Supplied data:
..........
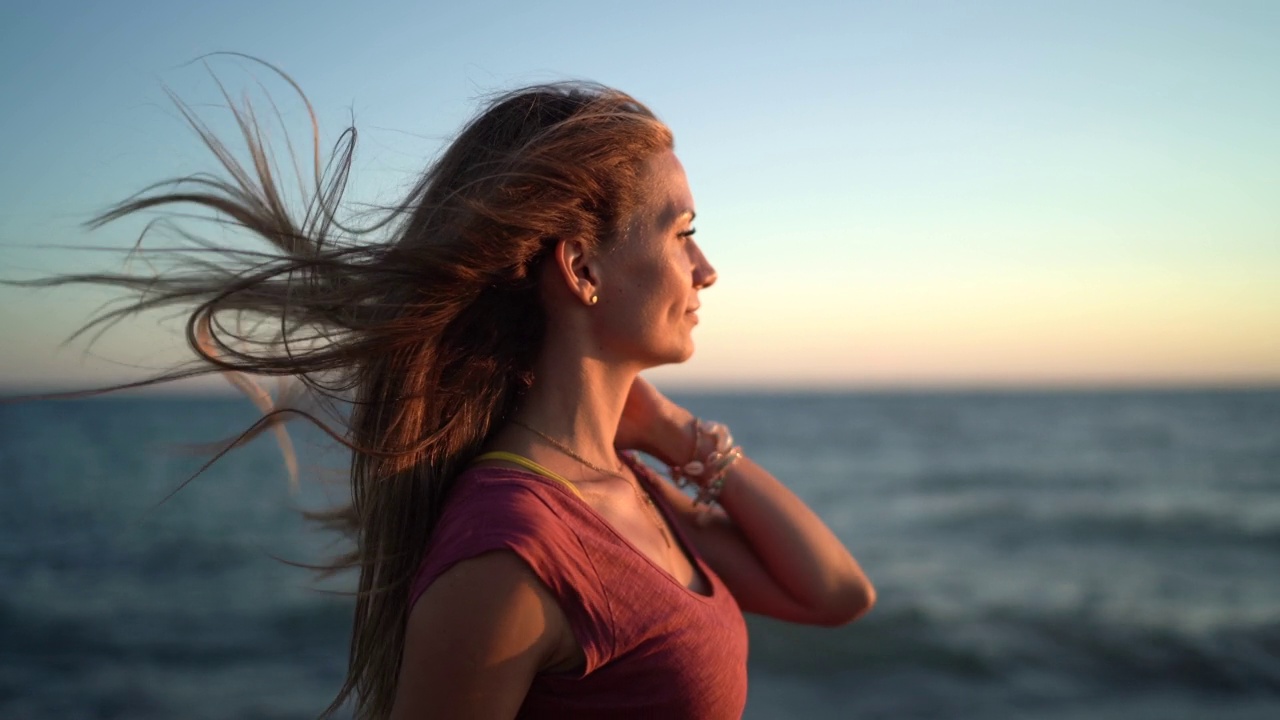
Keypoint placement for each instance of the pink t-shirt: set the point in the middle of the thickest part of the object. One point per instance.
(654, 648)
..........
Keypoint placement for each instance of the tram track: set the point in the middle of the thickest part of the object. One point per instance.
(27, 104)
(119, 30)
..........
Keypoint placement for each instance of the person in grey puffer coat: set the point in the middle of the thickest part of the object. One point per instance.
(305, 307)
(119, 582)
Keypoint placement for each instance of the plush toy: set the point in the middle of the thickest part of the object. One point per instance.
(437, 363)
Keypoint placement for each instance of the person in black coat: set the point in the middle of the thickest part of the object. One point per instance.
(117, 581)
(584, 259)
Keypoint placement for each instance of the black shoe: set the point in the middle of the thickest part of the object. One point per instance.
..........
Task description: How many lines above contain the word "object"? Case counts, and the reply should be only the number.

Response: 6